### [STUDY TEXT]
[Start of Attachment]

Sunday, January 22, 2012

January 22, 1973

Norma McCorvey was 21 years old and pregnant with her third child when two young female Texas lawyers recruited her to be "Jane Roe," the lead plaintiff in the Roe v. Wade class-action lawsuit. The "Wade" was Henry Wade, the District Attorney in Dallas County, charged with upholding Texas state law.

McCorvey never had an abortion, delivering a girl that she gave up for adoption. But the landmark decision she championed proved a critical - but far from final - chapter in the great abortion debate.

On January 22, 1973, the Supreme Court declared unconstitutional, by a 7-2 vote, a Texas law prohibiting abortion except for the purpose of saving a woman's life.

What the Supreme Court said, in simple terms, is that women have a constitutional right to privacy to make decisions about whether to have an abortion. Because this decision involves moral as well as medical considerations, the Court ruled, a woman has the right to consider her personal circumstances and the dictates of her conscience.

"Abortion raises moral and spiritual questions over which honorable persons can disagree sincerely and profoundly. But those disagreements did not then and do not now relieve us of our duty to apply the Constitution faithfully," said Associate Justice Harry Blackmun in the majority opinion.

Honorable persons - as well as nefarious scoundrels dressed in religious garb - have, in fact, disagreed both "sincerely and profoundly".

For the past year, zealots in Congress and state legislatures – many of whom preach the sanctity of privacy and freedom from government – have relentlessly waged a vicious war on women’s access to health care.

"Family values" they call it - a term they like to pull out and apply 'liberally' (/sarcasm) in opposition to everything from Reproductive Rights to Marriage Equality.

Can you say, "hypocrite"?

More than 1,000 bills were introduced in state legislatures, including the Ohio “heartbeat” bill banning abortion after the 6th or 7th week of gestation, and numerous bills requiring pregnant women to have ultrasounds.

[End of Attachment]

### [TASK INSTRUCTIONS]
a – Quote the Roe v. Wade article word for word from "On January 22, 1973, the" to "the majority opinion.".
b – Answer these questions from the Roe v. Wade article.
(i) How old was Norma McCorvey when she was recruited to be "Jane Roe"?
(ii) By what vote did the Supreme Court declare the Texas law unconstitutional?
(iii) How many bills were introduced in state legislatures?
The records after this text are not needed for any of the work here.

### [SUPPLIED MATERIAL]

[Start of Attachment]

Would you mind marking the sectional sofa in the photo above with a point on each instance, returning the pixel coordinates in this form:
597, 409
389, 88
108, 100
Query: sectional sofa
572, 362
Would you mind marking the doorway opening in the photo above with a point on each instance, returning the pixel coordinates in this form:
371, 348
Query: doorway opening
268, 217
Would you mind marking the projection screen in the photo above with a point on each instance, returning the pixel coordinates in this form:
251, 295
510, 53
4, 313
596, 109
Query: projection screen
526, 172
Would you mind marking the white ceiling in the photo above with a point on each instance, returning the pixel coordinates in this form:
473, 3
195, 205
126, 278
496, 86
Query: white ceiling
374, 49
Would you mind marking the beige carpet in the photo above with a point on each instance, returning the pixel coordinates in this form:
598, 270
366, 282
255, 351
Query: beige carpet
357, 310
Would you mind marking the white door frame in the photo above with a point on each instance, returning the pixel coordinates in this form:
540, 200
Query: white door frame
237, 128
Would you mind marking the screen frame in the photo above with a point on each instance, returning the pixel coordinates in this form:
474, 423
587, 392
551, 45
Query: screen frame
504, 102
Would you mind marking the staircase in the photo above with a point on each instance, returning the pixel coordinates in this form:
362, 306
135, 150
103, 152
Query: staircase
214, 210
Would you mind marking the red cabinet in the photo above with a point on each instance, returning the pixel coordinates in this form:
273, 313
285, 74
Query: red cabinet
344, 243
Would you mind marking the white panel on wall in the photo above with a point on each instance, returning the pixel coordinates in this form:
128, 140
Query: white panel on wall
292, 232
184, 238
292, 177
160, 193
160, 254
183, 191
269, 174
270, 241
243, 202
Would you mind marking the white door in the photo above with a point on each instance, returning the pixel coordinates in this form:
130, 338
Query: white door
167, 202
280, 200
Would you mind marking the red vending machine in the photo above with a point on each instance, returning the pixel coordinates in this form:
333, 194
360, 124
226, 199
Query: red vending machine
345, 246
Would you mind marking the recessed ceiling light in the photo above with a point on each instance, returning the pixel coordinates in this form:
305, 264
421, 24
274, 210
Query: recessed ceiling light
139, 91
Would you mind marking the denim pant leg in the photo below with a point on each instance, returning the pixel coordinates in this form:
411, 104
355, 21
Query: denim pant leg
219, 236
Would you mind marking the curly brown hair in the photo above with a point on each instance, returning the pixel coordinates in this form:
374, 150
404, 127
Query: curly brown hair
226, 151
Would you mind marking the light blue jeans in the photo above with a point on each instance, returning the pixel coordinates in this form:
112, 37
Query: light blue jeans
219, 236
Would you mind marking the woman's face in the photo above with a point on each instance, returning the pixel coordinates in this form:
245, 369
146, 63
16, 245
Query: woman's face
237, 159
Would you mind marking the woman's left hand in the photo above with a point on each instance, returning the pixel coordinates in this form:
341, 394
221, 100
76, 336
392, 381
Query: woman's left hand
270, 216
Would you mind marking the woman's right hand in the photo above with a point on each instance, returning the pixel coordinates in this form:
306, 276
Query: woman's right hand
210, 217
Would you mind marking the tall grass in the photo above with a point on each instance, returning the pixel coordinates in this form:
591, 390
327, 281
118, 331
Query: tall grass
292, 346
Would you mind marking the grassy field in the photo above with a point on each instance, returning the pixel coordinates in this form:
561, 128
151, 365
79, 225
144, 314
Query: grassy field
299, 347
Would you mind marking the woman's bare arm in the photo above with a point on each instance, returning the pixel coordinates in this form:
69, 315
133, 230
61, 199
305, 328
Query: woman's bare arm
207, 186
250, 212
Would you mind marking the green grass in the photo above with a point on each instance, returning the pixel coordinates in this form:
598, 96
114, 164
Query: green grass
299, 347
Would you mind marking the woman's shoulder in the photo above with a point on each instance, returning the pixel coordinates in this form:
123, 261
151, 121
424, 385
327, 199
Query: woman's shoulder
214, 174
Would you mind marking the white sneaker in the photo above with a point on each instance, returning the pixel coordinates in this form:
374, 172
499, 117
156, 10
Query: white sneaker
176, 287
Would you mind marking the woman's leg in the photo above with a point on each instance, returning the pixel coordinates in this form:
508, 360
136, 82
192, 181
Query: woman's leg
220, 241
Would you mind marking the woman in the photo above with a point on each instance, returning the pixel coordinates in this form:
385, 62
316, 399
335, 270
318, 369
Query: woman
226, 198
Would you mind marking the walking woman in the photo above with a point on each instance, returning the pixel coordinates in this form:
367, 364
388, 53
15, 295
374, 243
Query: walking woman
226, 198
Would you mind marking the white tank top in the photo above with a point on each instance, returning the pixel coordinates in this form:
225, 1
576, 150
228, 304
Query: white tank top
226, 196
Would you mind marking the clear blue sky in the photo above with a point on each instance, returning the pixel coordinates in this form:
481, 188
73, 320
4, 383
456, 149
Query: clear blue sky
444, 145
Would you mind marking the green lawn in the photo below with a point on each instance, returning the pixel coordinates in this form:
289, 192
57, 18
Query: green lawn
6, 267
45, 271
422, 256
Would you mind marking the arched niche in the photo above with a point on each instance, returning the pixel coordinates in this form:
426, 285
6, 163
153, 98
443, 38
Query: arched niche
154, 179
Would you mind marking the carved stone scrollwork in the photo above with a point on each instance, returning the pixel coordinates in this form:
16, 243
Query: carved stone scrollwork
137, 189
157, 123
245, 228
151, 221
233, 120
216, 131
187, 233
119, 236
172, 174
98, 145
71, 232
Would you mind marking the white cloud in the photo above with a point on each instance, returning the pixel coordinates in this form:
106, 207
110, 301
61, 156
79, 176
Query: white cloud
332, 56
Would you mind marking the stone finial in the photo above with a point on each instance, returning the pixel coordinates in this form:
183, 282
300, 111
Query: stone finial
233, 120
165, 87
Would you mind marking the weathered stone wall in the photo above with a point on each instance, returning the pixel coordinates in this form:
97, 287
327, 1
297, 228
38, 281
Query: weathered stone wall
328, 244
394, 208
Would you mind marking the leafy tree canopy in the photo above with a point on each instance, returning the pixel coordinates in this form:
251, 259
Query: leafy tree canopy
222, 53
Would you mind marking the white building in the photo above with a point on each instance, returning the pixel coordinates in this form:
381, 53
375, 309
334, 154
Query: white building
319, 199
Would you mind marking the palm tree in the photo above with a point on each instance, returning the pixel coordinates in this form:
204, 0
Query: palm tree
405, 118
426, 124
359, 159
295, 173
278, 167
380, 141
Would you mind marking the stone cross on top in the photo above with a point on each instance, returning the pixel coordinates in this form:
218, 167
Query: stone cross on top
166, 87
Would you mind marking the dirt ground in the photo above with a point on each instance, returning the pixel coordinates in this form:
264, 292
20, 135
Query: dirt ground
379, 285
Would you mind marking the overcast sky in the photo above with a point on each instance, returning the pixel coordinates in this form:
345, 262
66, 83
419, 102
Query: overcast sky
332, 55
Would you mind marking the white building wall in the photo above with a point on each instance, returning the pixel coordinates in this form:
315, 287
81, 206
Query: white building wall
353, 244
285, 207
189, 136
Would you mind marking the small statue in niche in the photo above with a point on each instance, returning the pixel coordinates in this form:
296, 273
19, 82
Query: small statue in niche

[End of Attachment]

### [PER-TASK ANSWERS]
a –
On January 22, 1973, the Supreme Court declared unconstitutional, by a 7-2 vote, a Texas law prohibiting abortion except for the purpose of saving a woman's life.

What the Supreme Court said, in simple terms, is that women have a constitutional right to privacy to make decisions about whether to have an abortion. Because this decision involves moral as well as medical considerations, the Court ruled, a woman has the right to consider her personal circumstances and the dictates of her conscience.

"Abortion raises moral and spiritual questions over which honorable persons can disagree sincerely and profoundly. But those disagreements did not then and do not now relieve us of our duty to apply the Constitution faithfully," said Associate Justice Harry Blackmun in the majority opinion.

b –
(i) She was 21 years old.
(ii) By a 7-2 vote.
(iii) More than 1,000.